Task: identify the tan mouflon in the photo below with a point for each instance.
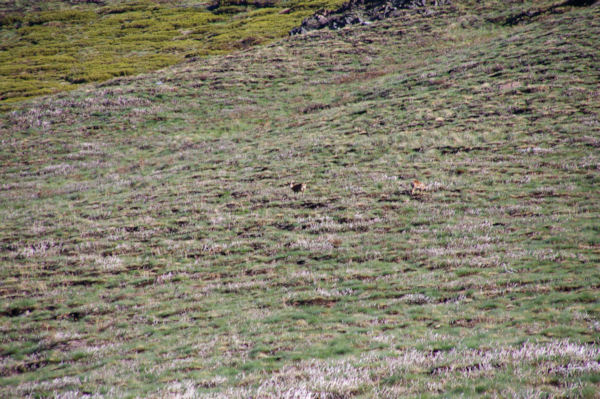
(417, 186)
(298, 187)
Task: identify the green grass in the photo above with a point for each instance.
(61, 48)
(150, 245)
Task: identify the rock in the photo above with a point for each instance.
(361, 12)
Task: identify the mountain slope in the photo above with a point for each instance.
(151, 245)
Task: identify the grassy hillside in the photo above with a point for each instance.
(150, 245)
(54, 46)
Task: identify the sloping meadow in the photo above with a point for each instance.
(53, 46)
(151, 245)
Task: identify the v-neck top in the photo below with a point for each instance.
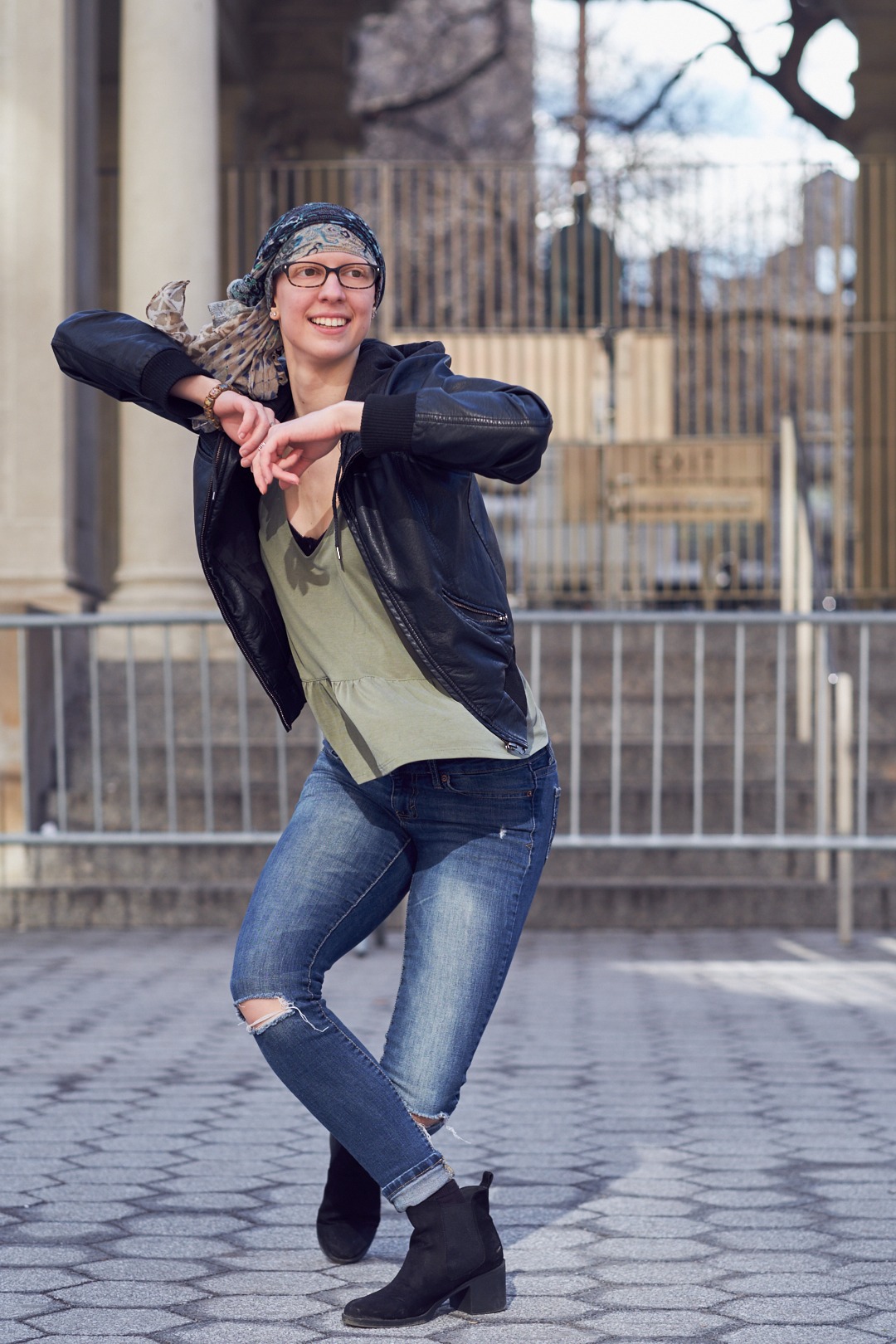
(373, 704)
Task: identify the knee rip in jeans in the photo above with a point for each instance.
(269, 1019)
(431, 1124)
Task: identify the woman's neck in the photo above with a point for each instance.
(317, 386)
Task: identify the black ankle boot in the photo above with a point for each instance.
(455, 1253)
(349, 1211)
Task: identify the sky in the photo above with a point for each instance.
(728, 116)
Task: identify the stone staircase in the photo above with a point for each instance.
(208, 884)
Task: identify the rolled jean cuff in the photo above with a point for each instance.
(418, 1185)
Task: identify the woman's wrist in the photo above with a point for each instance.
(193, 388)
(349, 417)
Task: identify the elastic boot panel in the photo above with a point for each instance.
(481, 1296)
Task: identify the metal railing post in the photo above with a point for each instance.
(822, 754)
(844, 801)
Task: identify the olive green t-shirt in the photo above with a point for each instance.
(373, 704)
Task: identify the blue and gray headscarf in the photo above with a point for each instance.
(242, 344)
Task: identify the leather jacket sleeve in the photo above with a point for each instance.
(127, 359)
(462, 424)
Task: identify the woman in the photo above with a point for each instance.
(358, 570)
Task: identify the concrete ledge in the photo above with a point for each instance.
(649, 903)
(645, 903)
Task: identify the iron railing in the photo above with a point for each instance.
(149, 728)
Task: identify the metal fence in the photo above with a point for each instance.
(684, 730)
(719, 300)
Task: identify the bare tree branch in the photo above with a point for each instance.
(496, 10)
(806, 19)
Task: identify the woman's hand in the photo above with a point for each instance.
(290, 448)
(242, 420)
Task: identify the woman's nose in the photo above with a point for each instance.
(332, 288)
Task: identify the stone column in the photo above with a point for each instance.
(874, 140)
(39, 230)
(168, 230)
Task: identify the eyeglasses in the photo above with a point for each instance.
(312, 275)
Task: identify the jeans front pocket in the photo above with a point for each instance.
(483, 778)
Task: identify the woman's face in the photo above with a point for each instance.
(325, 324)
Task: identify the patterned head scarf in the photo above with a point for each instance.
(242, 346)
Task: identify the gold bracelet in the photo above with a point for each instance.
(208, 405)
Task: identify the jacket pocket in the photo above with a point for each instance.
(484, 615)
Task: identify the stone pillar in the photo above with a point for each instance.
(874, 139)
(46, 99)
(168, 230)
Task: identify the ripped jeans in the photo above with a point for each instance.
(466, 841)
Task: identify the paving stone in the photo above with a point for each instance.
(796, 1335)
(37, 1280)
(163, 1248)
(645, 1298)
(268, 1307)
(22, 1305)
(497, 1333)
(883, 1324)
(226, 1332)
(125, 1293)
(95, 1322)
(785, 1283)
(794, 1311)
(681, 1129)
(653, 1324)
(11, 1332)
(37, 1255)
(144, 1270)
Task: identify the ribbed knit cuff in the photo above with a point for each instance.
(387, 424)
(163, 371)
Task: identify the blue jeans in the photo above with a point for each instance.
(466, 841)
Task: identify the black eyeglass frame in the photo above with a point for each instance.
(332, 270)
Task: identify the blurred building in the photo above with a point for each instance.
(117, 119)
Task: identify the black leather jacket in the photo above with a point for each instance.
(407, 489)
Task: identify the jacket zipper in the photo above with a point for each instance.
(481, 613)
(512, 745)
(231, 626)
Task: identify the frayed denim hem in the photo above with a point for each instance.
(416, 1186)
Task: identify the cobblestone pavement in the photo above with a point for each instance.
(694, 1138)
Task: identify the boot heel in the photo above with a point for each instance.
(484, 1294)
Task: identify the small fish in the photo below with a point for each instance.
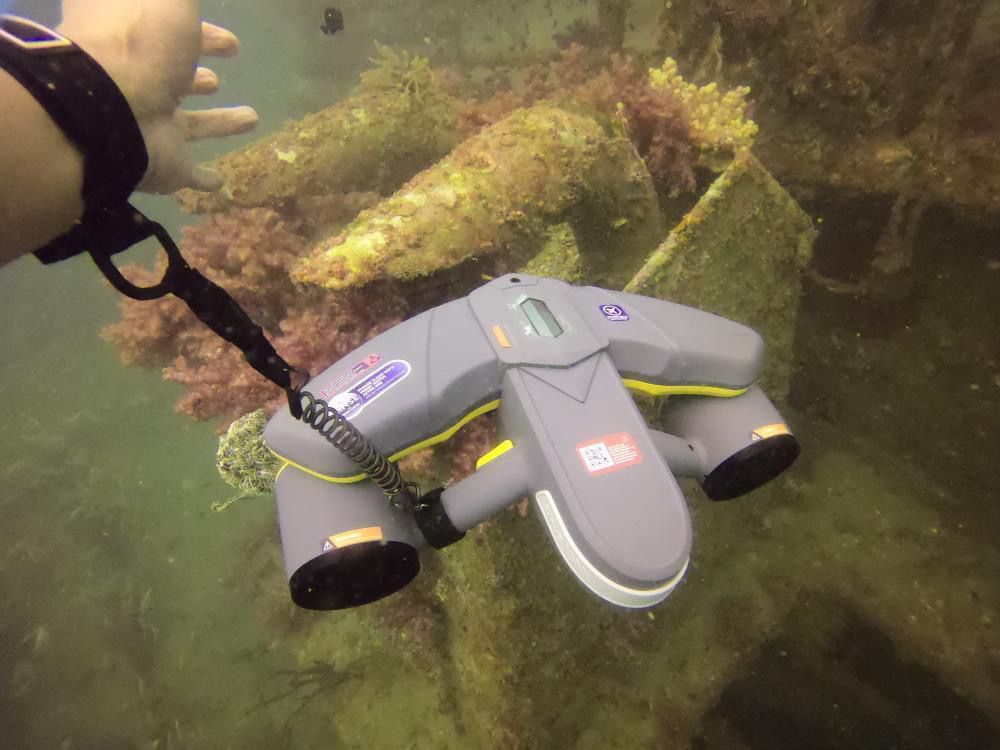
(333, 21)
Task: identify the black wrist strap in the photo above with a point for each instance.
(90, 109)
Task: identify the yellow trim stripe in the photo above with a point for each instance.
(434, 440)
(501, 336)
(650, 389)
(498, 451)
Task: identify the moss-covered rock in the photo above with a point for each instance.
(739, 253)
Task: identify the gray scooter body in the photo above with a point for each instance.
(556, 359)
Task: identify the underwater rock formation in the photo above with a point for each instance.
(497, 193)
(398, 123)
(739, 253)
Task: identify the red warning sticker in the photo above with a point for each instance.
(609, 453)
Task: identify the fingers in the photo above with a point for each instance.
(218, 122)
(205, 82)
(217, 41)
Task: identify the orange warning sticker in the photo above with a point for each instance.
(609, 453)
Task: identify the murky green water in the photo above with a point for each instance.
(852, 603)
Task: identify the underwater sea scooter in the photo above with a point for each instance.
(556, 361)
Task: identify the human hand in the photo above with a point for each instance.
(151, 50)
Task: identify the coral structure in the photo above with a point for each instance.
(243, 460)
(718, 119)
(877, 96)
(248, 252)
(373, 141)
(498, 192)
(739, 253)
(655, 120)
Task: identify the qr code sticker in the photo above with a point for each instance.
(596, 457)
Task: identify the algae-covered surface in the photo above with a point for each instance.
(853, 602)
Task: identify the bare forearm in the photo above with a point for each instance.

+ + + + +

> [WHAT TO WORK ON]
Keep each line of the records exactly as it is while transcribing them, but leave the images behind.

> [ANSWER SPACE]
Task: identify the tan mouflon in the photo below with a point for each instance.
(417, 186)
(298, 187)
Task: identify the green grass in the photo above with a point for each instance.
(61, 48)
(150, 245)
Task: identify the rock in the photo above with a point for each instance.
(361, 12)
Task: identify the mountain slope in the photo above with a point for each instance.
(151, 245)
Task: identify the grassy hillside in the photo above with a point for each instance.
(150, 245)
(54, 46)
Task: identify the sloping meadow in the photo above with a point for each instance.
(53, 46)
(151, 245)
Task: identify the v-neck top in the photo below with a point for each instance.
(373, 704)
Task: identify the knee rip in jeans in the photo above with a point for each instance.
(269, 1019)
(431, 1124)
Task: identify the woman's neck in the photo above with a point for each instance.
(317, 386)
Task: identify the black ankle boot in the photo above with a point for each instance.
(455, 1253)
(349, 1211)
Task: identify the sky in the photo above with a point for each instance.
(728, 116)
Task: identify the stone staircase in the photo above with a point for each instance.
(208, 884)
Task: identify the rolled jean cuff in the photo above with a point for each instance.
(418, 1185)
Task: identify the woman's wrist in the photo above with a point for each instance.
(193, 388)
(349, 417)
Task: identify the elastic boot panel in the photo above with a point for each instance.
(481, 1296)
Task: identify the metal railing post in the photo above with a point for each instance.
(822, 754)
(844, 801)
Task: identify the olive green t-shirt in the photo above with a point for each instance.
(373, 704)
Task: identify the blue and gray headscarf in the photo above with a point for each instance.
(242, 344)
Task: identify the leather jacket sleeve in the photo above with a point for each instance.
(127, 359)
(462, 424)
Task: identify the woman in the photo above with a point for each instance.
(358, 570)
Task: identify the concrete ledge in the photo above with a point for each instance.
(649, 903)
(645, 903)
Task: identify the iron railing in the photo above with a point for each instance.
(149, 728)
Task: identify the metal fence in the photo above with a point for each instance.
(684, 730)
(719, 300)
Task: identify the bare tree branch in the photo above with a point for each instance.
(496, 10)
(806, 19)
Task: identify the woman's hand in the photo above with a point for each instance.
(290, 448)
(242, 420)
Task: identify the woman's nose in the photo above with a point for each instance.
(332, 288)
Task: identify the stone column in the photo above with a point for each instance.
(874, 140)
(39, 230)
(168, 230)
Task: identify the eyeglasses in the photo above with a point for each instance.
(312, 275)
Task: identify the jeans front pocket in the photo above with a point for each instance.
(483, 778)
Task: identify the woman's face in the photo above with a point for each instance.
(325, 324)
Task: identify the patterned head scarf in the photo above with a point for each instance.
(242, 346)
Task: identify the gold bracelet in the photo above with a point for each instance.
(208, 405)
Task: identify the jacket pocket in the photo above with a point for each instance.
(484, 615)
Task: identify the stone pillar in the photo above with a point for each instance.
(874, 139)
(46, 99)
(168, 230)
Task: identify the ripped jeans in the photo above with a point for each instance.
(466, 841)
Task: identify the paving stone in the photo above with a point for each instance.
(796, 1335)
(37, 1280)
(163, 1248)
(645, 1298)
(268, 1307)
(22, 1305)
(497, 1333)
(883, 1324)
(226, 1332)
(125, 1293)
(95, 1322)
(785, 1283)
(794, 1311)
(681, 1129)
(653, 1324)
(11, 1332)
(37, 1255)
(144, 1270)
Task: identify the ribbed knit cuff in the photo above with a point for each instance.
(387, 424)
(163, 371)
Task: identify the blue jeans in the photo above with a point for each instance.
(466, 841)
Task: identify the black eyeglass frame in the photo above with a point for each instance.
(332, 270)
Task: identify the blurred building in the photo above with a point for each instance.
(117, 119)
Task: identify the black leather jacket in the photo above with a point for each instance.
(407, 489)
Task: identify the jacket zipper in the photo above with a point for each instance.
(481, 613)
(512, 745)
(231, 626)
Task: identify the frayed denim hem in the photo above with a point for each instance.
(416, 1186)
Task: identify the cobblestone pavement in the photo above with a point for each instance.
(694, 1138)
Task: identify the boot heel in the photo above with a point for each instance.
(484, 1294)
Task: identify the small fish in the photo below with a point for each instance.
(333, 21)
Task: identify the black wrist strap in the photo above with a point for each instance.
(90, 109)
Task: identify the yellow trim stripe in the photo above with a point for each instance.
(434, 440)
(501, 336)
(650, 389)
(498, 451)
Task: identify the moss-covered rock in the photo above with a point for each instance.
(739, 253)
Task: identify the gray scooter body in the photo above with a point for each instance.
(556, 359)
Task: identify the underwater rock formation in the photo above with a point for each instance.
(497, 193)
(398, 123)
(739, 253)
Task: identify the red warning sticker in the photo above with a point for each instance.
(609, 453)
Task: identify the fingers in the photo above with a point for each instance.
(218, 122)
(205, 82)
(217, 41)
Task: identify the orange warning sticker in the photo above with a point for each instance.
(609, 453)
Task: identify the murky green water in the photo above with a point for each instance.
(852, 603)
Task: identify the underwater sea scooter in the photo above with a point for each instance.
(556, 361)
Task: identify the human hand in the photo above with a point for each instance.
(151, 50)
Task: identify the coral structure in the photo above with a point for each instance.
(243, 460)
(718, 119)
(877, 96)
(248, 252)
(373, 141)
(498, 192)
(739, 253)
(655, 120)
Task: identify the qr code sticker in the photo above with a point for each instance.
(596, 457)
Task: identify the algae-covered surface in the photo above with a point for each instance.
(853, 602)
Task: identify the bare forearm in the photo above with a point for each instance.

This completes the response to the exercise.